== Document passage ==

Restoring From an Incremental Backup

When restoring a backup with gpdbrestore, command line output displays whether the backup is an incremental or a full backup. If the gpdbrestore option -q is specified, the backup type information is written to the log file.

With the gpdbrestore option --noplan, you can restore only the data contained in an incremental backup.

With the --list-backup option you can display the full and incremental backup sets required to perform a restore.

Using Direct I/O

Direct I/O allows you to bypass the buffering of memory within the file system cache. When Direct I/O is used for a file, data is transferred directly from the disk to the application buffer, without the use of the file buffer cache. Direct I/O benefits applications by reducing CPU consumption and eliminating the overhead of copying data twice: first between the disk and the file buffer cache, and then from the file.

Note: Direct I/O is supported only on RHEL, CentOS and SUSE.

Turn on Direct I/O

$ gpconfig -c gp_backup_directIO -v on

Decrease network data chunks sent to dump when the database is busy

$ gpconfig -c gp_backup_directIO_read_chunk_mb -v 10

The above command sets the chunk size to 10MB; the default chunk size is 20MB. The default value has been tested to be the optimal setting. Decreasing it will increase the backup time and increasing it will result in little change to backup time.

Verify the current data chunk size

$ gpconfig –s gp_backup_directIO_read_chunk_mb

Verify whether Direct I/O is turned on

$ gpconfig –s gp_backup_directIO

Using Data Domain Boost

Data Domain Boost is a gpcrondump and gpdbrestore option that provides faster backups after the initial backup operation, and provides deduplication at the source to decrease network traffic. When you restore files from the Data Domain system with Data Domain Boost, some files are copied to the master local disk and are restored from there, and others are restored directly.

With Data Domain Boost managed file replication, you can replicate Greenplum Database backup images that are stored on a Data Domain system for disaster recover purposes. The gpmfr utility manages the Greenplum Database backup sets that are on the primary and a remote Data Domain system. For information about gpmfr, see the Greenplum Database Utility Guide.

Managed file replication requires network configuration when a replication network is being used between two Data Domain systems:

  • The Greenplum Database system requires the Data Domain login credentials to be configured with gpcrondump. These credentials are created for the local and remote Data Domain systems.
  • When the non-management network interface is used for replication on the Data Domain systems, static routes must be configured on the systems to pass the replication data traffic to the correct interfaces.

Do not use Data Domain Boost with gp_dump, pg_dump, or pg_dumpall.

Refer to Data Domain Boost documentation for detailed information.

Important: Incremental backups are not supported with Data Domain Boost. You cannot use Data Domain Boost with a full backup if you plan to create incremental backups that use the full backup. You can use a Data Domain server as an NFS file system to perform incremental backups.

Data Domain Boost Requirements

Using Data Domain Boost requires the following.

  • Purchase and install a Data Domain Boost license on the Data Domain.

(Detection examples)
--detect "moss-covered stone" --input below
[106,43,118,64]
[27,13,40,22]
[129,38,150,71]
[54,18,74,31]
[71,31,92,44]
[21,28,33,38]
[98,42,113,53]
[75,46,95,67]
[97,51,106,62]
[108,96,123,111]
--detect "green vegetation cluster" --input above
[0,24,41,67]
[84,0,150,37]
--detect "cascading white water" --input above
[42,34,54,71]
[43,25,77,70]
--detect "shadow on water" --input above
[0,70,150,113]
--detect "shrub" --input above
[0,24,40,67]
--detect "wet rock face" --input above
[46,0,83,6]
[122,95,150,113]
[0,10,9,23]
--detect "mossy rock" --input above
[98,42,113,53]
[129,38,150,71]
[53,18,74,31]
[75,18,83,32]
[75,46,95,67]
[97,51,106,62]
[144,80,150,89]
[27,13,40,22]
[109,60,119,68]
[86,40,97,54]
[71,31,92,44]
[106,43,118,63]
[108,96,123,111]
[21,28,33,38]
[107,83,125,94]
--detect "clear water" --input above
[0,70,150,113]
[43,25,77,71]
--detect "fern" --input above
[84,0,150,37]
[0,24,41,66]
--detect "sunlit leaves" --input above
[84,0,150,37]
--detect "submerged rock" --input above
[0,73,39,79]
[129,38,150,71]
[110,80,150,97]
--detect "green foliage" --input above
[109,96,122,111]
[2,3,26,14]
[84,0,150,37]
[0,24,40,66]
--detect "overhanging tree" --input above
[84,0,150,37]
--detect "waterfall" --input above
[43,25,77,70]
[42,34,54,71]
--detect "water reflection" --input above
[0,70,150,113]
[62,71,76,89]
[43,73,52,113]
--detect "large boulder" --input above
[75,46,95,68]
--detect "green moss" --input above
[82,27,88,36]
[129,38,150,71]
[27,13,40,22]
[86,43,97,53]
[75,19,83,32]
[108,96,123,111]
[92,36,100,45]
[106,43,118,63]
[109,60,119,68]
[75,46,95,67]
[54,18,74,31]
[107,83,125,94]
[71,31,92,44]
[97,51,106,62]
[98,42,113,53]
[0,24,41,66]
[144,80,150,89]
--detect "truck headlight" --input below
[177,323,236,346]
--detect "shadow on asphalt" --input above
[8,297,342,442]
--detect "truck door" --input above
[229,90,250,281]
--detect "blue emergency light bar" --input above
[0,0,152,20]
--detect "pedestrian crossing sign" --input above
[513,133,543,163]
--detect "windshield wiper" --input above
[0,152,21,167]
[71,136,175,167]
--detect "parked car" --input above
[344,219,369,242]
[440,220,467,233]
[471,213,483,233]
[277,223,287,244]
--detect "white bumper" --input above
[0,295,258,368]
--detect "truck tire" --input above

== Written task 1 ==
In the Greenplum backup passage, what is the default chunk size for gp_backup_directIO_read_chunk_mb?
== Written task 2 ==
Carry on the Greenplum backup passage from its last line.

== Answer 1 ==
20MB.

== Answer 2 ==
  • Obtain sizing recommendations for Data Domain Boost.

Contact your EMC Data Domain account representative for assistance.

One-Time Data Domain Boost Credential Setup

There is a one-time process to set up credentials to use Data Domain Boost. Credential setup connects one Greenplum Database instance to one Data Domain instance. If you are using Data Domain Boost managed file replication capabilities for disaster recovery purposes, you must set up credentials for both the primary and remote Data Domain systems.

To perform the credential setup, run gpcrondump with the following options:

--ddboost-host ddboost_hostname --ddboost-user ddboost_user 
--ddboost-backupdir backup_directory

To remove credentials, run gpcrondump with the --ddboost-config-remove option.

To manage credentials for the remote Data Domain system that is used for backup replication, specify the --ddboost-remote option with the other gpcrondump options. For example, these options set up credentials for a Data Domain system that is used for backup replication. The system IP address is 192.0.2.230, the user ID is ddboostmyuser, and the location for the backups on the system is GPDB/gp_production:

--ddboost-host 192.0.2.230 --ddboost-user ddboostmyuser 
--ddboost-backupdir gp_production --ddboost-remote

For details, see gpcrondump in the Greenplum Database Utility Guide.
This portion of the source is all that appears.